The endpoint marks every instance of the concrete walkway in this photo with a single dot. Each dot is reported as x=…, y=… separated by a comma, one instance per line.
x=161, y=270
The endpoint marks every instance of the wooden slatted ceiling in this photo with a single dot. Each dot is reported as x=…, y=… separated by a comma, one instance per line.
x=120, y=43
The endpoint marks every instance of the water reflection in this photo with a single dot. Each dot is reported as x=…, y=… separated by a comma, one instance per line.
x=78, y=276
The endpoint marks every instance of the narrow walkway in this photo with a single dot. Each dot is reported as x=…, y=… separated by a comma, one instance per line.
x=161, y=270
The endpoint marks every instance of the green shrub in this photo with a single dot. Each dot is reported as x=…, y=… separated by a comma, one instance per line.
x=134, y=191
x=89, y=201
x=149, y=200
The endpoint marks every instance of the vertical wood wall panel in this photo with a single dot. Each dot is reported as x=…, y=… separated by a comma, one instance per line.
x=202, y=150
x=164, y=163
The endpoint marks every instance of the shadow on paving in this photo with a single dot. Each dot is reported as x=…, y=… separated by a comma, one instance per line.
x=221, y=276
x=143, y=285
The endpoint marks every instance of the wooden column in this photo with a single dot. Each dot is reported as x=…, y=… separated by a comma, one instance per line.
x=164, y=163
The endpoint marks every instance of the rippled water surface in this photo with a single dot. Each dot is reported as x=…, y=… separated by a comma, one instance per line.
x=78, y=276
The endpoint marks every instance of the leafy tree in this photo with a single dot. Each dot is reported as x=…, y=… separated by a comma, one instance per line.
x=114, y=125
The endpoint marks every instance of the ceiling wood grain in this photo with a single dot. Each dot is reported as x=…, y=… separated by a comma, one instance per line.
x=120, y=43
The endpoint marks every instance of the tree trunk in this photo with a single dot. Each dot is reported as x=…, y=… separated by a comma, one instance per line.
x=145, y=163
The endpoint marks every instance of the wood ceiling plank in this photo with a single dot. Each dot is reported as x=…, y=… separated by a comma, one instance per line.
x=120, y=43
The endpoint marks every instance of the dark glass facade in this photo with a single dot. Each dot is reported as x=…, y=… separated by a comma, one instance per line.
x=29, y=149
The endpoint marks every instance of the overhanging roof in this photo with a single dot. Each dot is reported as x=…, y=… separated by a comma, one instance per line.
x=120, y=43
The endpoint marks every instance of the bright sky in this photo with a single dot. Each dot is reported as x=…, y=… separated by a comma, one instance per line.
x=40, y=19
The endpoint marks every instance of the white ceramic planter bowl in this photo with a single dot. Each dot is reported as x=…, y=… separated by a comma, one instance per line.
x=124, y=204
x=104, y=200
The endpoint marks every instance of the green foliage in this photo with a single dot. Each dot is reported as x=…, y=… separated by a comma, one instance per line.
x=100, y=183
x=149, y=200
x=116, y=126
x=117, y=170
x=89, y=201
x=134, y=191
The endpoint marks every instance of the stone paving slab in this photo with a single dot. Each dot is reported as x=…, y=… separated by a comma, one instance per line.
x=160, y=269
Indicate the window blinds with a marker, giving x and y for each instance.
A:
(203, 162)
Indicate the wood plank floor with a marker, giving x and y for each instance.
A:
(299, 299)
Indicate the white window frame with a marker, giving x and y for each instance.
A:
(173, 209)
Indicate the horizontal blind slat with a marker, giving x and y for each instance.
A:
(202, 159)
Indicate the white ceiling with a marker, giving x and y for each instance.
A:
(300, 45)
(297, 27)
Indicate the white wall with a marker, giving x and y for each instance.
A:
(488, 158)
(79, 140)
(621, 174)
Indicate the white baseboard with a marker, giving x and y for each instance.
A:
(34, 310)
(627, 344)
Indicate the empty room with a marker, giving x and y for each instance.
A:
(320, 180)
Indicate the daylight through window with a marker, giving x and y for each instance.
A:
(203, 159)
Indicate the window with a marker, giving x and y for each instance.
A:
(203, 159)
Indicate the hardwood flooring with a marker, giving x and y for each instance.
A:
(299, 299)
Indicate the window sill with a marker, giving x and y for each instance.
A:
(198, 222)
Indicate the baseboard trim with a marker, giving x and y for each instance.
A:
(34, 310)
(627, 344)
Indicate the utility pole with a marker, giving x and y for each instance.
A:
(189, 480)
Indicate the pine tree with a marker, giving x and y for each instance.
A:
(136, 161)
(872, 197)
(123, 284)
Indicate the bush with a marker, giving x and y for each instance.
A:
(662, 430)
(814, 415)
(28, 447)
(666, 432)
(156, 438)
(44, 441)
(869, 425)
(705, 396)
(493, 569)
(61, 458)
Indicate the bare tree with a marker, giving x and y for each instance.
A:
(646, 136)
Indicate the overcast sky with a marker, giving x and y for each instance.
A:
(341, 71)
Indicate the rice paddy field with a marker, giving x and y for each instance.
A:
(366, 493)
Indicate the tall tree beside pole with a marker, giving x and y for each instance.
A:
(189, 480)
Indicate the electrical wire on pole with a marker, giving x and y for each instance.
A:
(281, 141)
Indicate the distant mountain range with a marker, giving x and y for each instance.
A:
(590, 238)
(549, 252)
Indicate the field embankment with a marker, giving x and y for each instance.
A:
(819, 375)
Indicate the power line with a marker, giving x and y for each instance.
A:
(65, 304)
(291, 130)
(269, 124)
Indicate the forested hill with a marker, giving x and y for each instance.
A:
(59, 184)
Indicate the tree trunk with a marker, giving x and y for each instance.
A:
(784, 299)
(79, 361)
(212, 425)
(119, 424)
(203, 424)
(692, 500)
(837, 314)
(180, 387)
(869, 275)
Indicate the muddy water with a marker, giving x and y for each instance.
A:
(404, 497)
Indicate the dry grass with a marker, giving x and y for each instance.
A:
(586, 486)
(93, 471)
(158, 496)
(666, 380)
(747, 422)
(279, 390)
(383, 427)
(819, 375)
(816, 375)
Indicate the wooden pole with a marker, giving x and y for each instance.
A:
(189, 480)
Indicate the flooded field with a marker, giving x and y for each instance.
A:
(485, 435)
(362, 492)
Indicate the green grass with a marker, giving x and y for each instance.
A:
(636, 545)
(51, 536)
+++
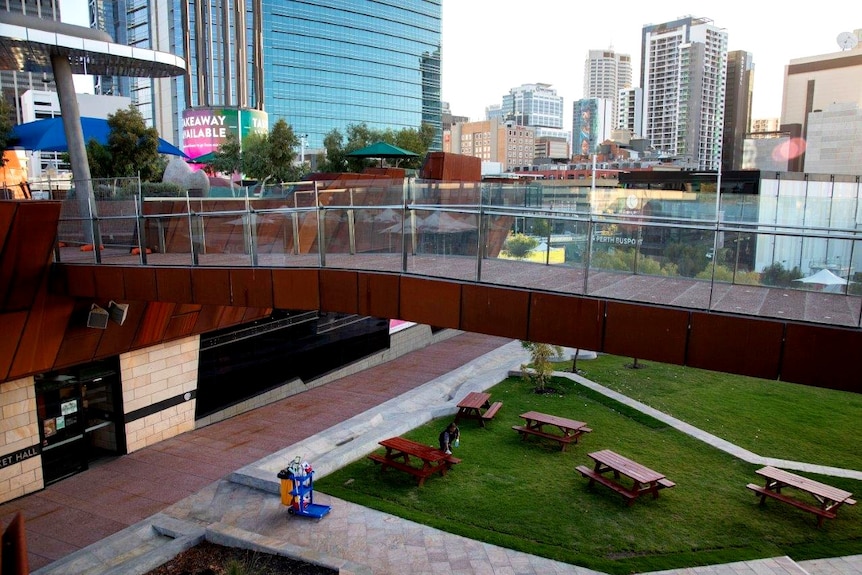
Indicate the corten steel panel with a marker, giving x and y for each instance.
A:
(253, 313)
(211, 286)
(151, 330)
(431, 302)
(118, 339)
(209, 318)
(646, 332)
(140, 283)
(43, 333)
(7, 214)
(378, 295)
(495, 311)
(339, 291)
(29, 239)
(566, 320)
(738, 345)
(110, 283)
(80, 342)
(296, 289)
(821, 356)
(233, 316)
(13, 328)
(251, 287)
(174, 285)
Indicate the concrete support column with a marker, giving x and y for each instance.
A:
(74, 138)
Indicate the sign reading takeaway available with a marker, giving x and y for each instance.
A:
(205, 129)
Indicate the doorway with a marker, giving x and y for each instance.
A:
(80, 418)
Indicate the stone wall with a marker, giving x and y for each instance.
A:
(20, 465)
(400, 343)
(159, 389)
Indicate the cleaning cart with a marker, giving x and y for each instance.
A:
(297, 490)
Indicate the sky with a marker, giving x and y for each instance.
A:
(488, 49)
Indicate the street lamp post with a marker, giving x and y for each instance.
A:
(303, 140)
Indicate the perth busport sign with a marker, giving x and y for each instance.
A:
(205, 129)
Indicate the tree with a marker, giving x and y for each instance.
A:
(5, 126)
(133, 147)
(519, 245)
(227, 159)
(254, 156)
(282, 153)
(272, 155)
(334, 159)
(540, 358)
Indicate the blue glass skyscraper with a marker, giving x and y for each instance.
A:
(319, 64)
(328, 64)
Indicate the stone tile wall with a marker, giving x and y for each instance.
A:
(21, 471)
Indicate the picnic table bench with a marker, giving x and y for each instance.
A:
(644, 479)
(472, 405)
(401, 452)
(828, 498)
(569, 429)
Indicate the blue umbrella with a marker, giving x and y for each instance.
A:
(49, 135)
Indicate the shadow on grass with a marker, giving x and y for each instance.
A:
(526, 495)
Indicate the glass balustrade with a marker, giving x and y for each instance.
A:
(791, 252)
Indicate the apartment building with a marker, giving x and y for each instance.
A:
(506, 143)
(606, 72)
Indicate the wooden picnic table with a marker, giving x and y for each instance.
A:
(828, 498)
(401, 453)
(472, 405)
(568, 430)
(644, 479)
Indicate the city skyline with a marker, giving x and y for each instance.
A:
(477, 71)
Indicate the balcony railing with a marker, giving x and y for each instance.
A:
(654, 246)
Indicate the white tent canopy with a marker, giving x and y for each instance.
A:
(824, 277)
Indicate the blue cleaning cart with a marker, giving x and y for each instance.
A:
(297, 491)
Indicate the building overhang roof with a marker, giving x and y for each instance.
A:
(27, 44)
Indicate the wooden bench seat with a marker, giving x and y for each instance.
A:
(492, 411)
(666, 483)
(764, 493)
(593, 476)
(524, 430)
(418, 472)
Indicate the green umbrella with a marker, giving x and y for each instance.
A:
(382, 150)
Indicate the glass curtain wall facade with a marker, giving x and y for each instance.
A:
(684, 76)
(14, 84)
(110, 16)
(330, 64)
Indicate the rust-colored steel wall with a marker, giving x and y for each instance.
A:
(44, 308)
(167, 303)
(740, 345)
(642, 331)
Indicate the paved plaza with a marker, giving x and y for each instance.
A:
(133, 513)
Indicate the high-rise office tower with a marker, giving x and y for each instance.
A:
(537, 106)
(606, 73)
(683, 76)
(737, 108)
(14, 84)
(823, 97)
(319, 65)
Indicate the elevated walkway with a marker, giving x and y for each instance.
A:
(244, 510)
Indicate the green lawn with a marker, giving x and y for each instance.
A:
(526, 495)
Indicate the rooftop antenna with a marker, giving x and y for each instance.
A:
+++
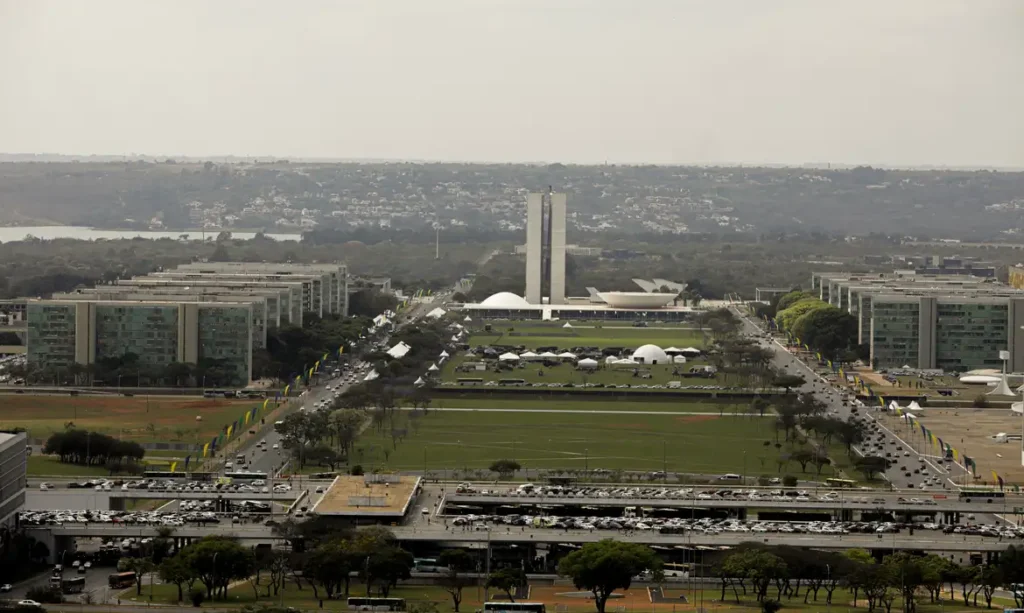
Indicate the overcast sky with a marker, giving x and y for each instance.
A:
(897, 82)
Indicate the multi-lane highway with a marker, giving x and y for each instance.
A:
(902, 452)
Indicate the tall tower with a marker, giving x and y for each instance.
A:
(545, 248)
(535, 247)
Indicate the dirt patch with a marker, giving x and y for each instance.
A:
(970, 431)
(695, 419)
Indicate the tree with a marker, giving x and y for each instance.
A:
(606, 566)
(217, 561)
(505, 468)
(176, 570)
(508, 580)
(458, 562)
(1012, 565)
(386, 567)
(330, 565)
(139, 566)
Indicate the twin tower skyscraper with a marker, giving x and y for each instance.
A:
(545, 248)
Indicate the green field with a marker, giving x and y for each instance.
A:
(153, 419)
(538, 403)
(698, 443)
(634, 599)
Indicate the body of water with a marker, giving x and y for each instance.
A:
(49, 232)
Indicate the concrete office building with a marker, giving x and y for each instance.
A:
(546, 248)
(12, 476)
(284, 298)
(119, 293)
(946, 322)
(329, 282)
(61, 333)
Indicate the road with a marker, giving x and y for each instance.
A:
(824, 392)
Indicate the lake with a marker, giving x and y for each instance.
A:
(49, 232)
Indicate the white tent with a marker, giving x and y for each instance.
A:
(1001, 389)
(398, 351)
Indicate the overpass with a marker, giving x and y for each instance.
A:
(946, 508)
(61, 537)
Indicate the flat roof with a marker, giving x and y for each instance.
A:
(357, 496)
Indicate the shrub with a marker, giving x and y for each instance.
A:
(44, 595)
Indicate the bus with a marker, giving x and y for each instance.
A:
+++
■ Exercise
Reproduce each line of the data containing the word "office".

■ Exercise solution
Indicate the high-rise office tower with a marker, giving x and y for each instance.
Indicate the concrete office building with a marker, giving x and y for each instance.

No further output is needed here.